▶ **Goal**
Reproduce each line of the material precisely.

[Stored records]
● ● ● ● ● ● ●

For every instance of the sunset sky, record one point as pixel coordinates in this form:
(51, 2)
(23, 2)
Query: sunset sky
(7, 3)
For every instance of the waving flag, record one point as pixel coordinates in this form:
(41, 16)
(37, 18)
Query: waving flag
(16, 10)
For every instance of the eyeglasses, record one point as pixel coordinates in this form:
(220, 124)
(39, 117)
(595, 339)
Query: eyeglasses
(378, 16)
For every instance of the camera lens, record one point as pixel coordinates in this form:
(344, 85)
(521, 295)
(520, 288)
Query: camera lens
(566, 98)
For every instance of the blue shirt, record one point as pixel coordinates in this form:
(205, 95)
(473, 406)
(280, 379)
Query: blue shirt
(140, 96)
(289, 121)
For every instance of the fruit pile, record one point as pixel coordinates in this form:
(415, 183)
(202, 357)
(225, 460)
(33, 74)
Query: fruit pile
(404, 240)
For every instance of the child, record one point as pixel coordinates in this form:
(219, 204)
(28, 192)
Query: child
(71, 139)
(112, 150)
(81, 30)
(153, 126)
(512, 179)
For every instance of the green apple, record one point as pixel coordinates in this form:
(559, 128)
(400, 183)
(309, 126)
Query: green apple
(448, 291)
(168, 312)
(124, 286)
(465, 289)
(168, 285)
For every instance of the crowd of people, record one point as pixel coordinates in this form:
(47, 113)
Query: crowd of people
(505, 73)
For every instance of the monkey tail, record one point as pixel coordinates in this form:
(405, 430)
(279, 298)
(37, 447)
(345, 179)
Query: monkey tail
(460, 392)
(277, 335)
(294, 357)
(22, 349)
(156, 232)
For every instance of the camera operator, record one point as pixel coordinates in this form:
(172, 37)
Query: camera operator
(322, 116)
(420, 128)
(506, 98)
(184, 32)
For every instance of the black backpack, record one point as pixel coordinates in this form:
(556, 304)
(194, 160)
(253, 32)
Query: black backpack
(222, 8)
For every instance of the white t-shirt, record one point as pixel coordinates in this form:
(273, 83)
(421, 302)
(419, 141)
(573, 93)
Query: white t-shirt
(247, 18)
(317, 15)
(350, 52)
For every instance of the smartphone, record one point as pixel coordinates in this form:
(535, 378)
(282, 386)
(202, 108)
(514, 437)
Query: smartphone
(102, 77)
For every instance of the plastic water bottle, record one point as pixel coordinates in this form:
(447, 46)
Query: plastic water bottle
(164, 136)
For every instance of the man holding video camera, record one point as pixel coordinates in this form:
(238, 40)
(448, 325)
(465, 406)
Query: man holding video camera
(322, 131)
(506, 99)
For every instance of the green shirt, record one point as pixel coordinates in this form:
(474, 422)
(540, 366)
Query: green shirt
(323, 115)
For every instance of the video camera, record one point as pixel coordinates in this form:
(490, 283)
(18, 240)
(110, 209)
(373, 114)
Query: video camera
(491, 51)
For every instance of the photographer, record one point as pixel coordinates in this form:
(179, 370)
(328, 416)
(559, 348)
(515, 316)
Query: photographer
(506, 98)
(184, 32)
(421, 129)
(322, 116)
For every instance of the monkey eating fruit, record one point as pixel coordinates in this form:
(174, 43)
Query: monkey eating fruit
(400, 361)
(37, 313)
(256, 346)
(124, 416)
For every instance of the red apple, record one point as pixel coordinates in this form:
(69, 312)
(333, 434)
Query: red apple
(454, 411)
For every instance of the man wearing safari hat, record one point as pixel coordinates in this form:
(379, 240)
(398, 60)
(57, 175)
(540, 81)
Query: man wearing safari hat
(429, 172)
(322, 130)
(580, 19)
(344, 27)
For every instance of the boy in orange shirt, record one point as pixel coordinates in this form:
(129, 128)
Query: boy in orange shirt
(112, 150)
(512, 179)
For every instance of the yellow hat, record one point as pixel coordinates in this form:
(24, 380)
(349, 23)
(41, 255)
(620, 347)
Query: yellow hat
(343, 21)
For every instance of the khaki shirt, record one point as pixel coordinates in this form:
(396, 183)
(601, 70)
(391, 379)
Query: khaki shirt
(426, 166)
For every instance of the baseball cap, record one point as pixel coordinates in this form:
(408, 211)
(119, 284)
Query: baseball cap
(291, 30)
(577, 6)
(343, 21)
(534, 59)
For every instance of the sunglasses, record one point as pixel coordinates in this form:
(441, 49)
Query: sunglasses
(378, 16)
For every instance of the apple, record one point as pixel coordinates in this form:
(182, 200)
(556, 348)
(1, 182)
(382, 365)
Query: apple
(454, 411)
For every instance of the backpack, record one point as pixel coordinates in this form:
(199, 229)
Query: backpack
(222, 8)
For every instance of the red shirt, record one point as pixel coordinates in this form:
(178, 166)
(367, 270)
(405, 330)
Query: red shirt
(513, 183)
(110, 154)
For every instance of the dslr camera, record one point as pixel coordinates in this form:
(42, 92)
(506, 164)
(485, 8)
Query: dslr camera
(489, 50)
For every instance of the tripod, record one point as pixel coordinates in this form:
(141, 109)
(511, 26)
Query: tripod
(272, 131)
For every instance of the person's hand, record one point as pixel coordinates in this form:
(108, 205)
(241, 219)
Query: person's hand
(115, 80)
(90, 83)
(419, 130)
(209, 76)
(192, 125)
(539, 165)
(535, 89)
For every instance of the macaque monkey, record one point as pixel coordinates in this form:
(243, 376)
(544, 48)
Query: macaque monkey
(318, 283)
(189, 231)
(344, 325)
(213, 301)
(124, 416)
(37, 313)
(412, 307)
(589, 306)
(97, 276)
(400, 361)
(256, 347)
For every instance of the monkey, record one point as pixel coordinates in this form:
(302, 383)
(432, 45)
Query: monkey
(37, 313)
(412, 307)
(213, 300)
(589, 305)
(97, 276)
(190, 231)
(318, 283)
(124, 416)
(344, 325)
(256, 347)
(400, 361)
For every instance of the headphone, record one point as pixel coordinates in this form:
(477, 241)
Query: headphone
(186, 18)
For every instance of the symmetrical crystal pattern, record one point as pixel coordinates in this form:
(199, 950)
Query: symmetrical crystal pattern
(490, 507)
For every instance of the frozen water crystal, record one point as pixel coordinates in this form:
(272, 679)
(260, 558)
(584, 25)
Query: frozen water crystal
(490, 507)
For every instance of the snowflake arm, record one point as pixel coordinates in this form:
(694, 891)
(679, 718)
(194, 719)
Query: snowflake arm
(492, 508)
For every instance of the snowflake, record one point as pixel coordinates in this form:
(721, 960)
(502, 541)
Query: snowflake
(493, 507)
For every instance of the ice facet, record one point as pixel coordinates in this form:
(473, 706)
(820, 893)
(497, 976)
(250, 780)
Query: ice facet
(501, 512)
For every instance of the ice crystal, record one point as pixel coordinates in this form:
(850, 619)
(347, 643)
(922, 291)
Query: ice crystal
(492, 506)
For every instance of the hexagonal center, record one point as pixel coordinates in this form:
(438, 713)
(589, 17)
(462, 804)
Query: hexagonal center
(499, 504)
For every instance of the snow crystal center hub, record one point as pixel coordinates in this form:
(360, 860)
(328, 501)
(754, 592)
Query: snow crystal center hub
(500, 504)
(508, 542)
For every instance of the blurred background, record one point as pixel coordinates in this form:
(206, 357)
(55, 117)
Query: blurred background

● ● ● ● ● ● ●

▶ **Expected answer**
For every instance of the sunset sky, record one point as pixel coordinates in this form:
(51, 2)
(23, 2)
Query: sunset sky
(7, 3)
For every instance of the waving flag, record one point as pixel coordinates in this form:
(41, 16)
(37, 18)
Query: waving flag
(16, 10)
For every instance of the eyeglasses, record one point as pixel coordinates in this form:
(220, 124)
(39, 117)
(595, 339)
Query: eyeglasses
(378, 16)
For every instance of the camera lens, record one point as pixel coordinates in this form:
(344, 85)
(521, 295)
(520, 288)
Query: camera lens
(566, 98)
For every instance of the blue shirt, record one point as pixel coordinates in this form:
(205, 95)
(473, 406)
(280, 379)
Query: blue shirt
(140, 96)
(289, 121)
For every instance of the fruit pile, record one point as pixel coordinates in this form:
(415, 183)
(202, 357)
(225, 460)
(33, 74)
Query: fruit pile
(404, 240)
For every instance of the child, record one point as pixel coordinates in this form:
(219, 204)
(28, 192)
Query: child
(71, 139)
(112, 150)
(81, 30)
(153, 126)
(512, 179)
For every instance of the green apple, record one point as pixel coordinates in this form:
(559, 128)
(400, 183)
(309, 126)
Query: green apple
(448, 291)
(168, 312)
(124, 286)
(465, 289)
(168, 285)
For every instance of the crowd of people, record one point as pixel coordinates in this form:
(47, 113)
Query: crowd of people
(505, 73)
For every instance of the monkey tail, record one point as pixel coordinates in this form:
(405, 430)
(279, 298)
(37, 447)
(345, 179)
Query: monkey tail
(460, 392)
(277, 335)
(294, 357)
(22, 349)
(156, 232)
For every instance of the camera operator, record one point as pixel coordinates in this form:
(172, 37)
Query: camera operator
(322, 116)
(420, 128)
(506, 98)
(184, 32)
For every instance of the black backpack, record one point as pixel coordinates in this form:
(556, 304)
(194, 160)
(253, 32)
Query: black backpack
(222, 8)
For every instance of the white t-shirt, record one point as pixel coordinates in this form:
(273, 83)
(421, 302)
(419, 141)
(573, 93)
Query: white t-shirt
(247, 18)
(317, 15)
(350, 52)
For every instance of the smartphone, record one point as pixel coordinates in this form:
(535, 378)
(282, 386)
(202, 108)
(514, 437)
Query: smartphone
(102, 77)
For every instance of the plastic water bottle, record one point as pixel coordinates in this form:
(447, 46)
Query: plastic water bottle
(164, 136)
For every instance of the man holding video camera, record one point as pixel coordinates in this form:
(238, 40)
(448, 325)
(465, 406)
Query: man holding video camera
(322, 131)
(506, 99)
For every instance of the green shirt, record one point as pixel coordinates in this form:
(474, 422)
(540, 366)
Query: green shirt
(323, 115)
For every instance of the video camera, record one point as pixel coordinates in this form:
(490, 283)
(18, 240)
(110, 209)
(373, 114)
Query: video camera
(491, 51)
For every instance of the photographer, record one point as pixel coordinates in this form:
(179, 370)
(328, 416)
(559, 348)
(515, 316)
Query: photographer
(506, 98)
(184, 32)
(421, 129)
(322, 116)
For every instance of the monkey eating fruit, record one point as pixel coordinates in this form:
(174, 43)
Query: monkey eating fruit
(400, 361)
(37, 313)
(256, 346)
(124, 416)
For every instance of the red apple, record one point as pixel coordinates in this form:
(69, 312)
(333, 434)
Query: red apple
(454, 411)
For every instance of the man wearing safari hat, record one point as pixel coordinates in this form:
(379, 240)
(398, 60)
(57, 175)
(540, 81)
Query: man wearing safari hat
(429, 172)
(322, 130)
(580, 19)
(344, 27)
For every instance of the boy in orange shirt, record one point as pixel coordinates in this form:
(129, 128)
Query: boy in orange shirt
(112, 150)
(512, 179)
For every instance of the yellow hat, record one point as pixel coordinates in this form:
(24, 380)
(349, 23)
(41, 255)
(620, 347)
Query: yellow hat
(343, 21)
For every instance of the khaki shirt, record one point as pixel coordinates in this form:
(396, 183)
(601, 70)
(391, 379)
Query: khaki shirt
(426, 166)
For every instance of the baseball cap, record one point as pixel coordinates in this form:
(408, 211)
(119, 284)
Query: baseball cap
(291, 30)
(577, 6)
(343, 21)
(534, 59)
For every instance of the sunglasses, record one point as pixel coordinates in this form:
(441, 49)
Query: sunglasses
(378, 16)
For every instance of the apple, record one point as pixel coordinates in this form:
(182, 200)
(556, 348)
(1, 182)
(382, 365)
Query: apple
(454, 411)
For every instance of the backpack, record one point as pixel coordinates in this form:
(199, 229)
Query: backpack
(222, 8)
For every instance of the red shirt, record one point as pixel coordinates in this form:
(178, 166)
(367, 270)
(405, 330)
Query: red shirt
(513, 183)
(110, 154)
For every instance of the dslr camera, record one point as pixel coordinates in this form:
(42, 92)
(506, 164)
(485, 8)
Query: dslr camera
(489, 50)
For every instance of the tripod, record one point as pixel coordinates in this form:
(141, 109)
(511, 26)
Query: tripod
(272, 131)
For every instance of the person's hand, record one point as pixel coordinates in this form:
(108, 205)
(241, 219)
Query: person's hand
(115, 80)
(90, 83)
(419, 130)
(209, 76)
(192, 125)
(539, 165)
(535, 89)
For every instance of the macaque monkey, record one point as pixel coordinates in this form:
(243, 376)
(544, 48)
Query: macaque monkey
(318, 283)
(189, 231)
(344, 325)
(213, 301)
(124, 416)
(37, 313)
(412, 307)
(589, 306)
(97, 276)
(400, 361)
(256, 347)
For every instance of the monkey, record one point as pixel coordinates in this form:
(302, 383)
(432, 45)
Query: monkey
(37, 313)
(412, 307)
(213, 300)
(589, 305)
(97, 276)
(190, 231)
(318, 283)
(124, 416)
(344, 325)
(256, 347)
(400, 361)
For every instance of the headphone, record one point as pixel coordinates in this form:
(477, 241)
Query: headphone
(186, 18)
For every instance of the symmetrical crystal pattern, record one point as pixel coordinates in this form:
(199, 950)
Query: symmetrical crystal pattern
(490, 507)
For every instance of the frozen water crystal, record one point as pixel coordinates in this form:
(272, 679)
(260, 558)
(584, 25)
Query: frozen water crystal
(490, 507)
For every instance of the snowflake arm, record one point as pixel coordinates in this form:
(694, 891)
(679, 718)
(194, 719)
Query: snowflake arm
(492, 508)
For every instance of the snowflake, record one point as pixel coordinates in this form:
(721, 960)
(502, 541)
Query: snowflake
(493, 507)
For every instance of the ice facet, record one point as pixel coordinates in this form:
(473, 706)
(820, 893)
(497, 976)
(250, 780)
Query: ice facet
(501, 512)
For every instance of the ice crystal, record one point as pixel coordinates in this form:
(850, 619)
(347, 643)
(922, 291)
Query: ice crystal
(492, 506)
For every instance of the hexagonal center, record one point as pixel coordinates in this form:
(438, 713)
(589, 17)
(462, 804)
Query: hexagonal center
(499, 504)
For every instance of the snow crystal center hub, record one point as pixel coordinates in this form:
(360, 860)
(328, 501)
(754, 592)
Query: snow crystal center hub
(500, 504)
(508, 542)
For every instance of the blurred background, record one point as pixel coordinates in this form:
(206, 357)
(55, 117)
Query: blurred background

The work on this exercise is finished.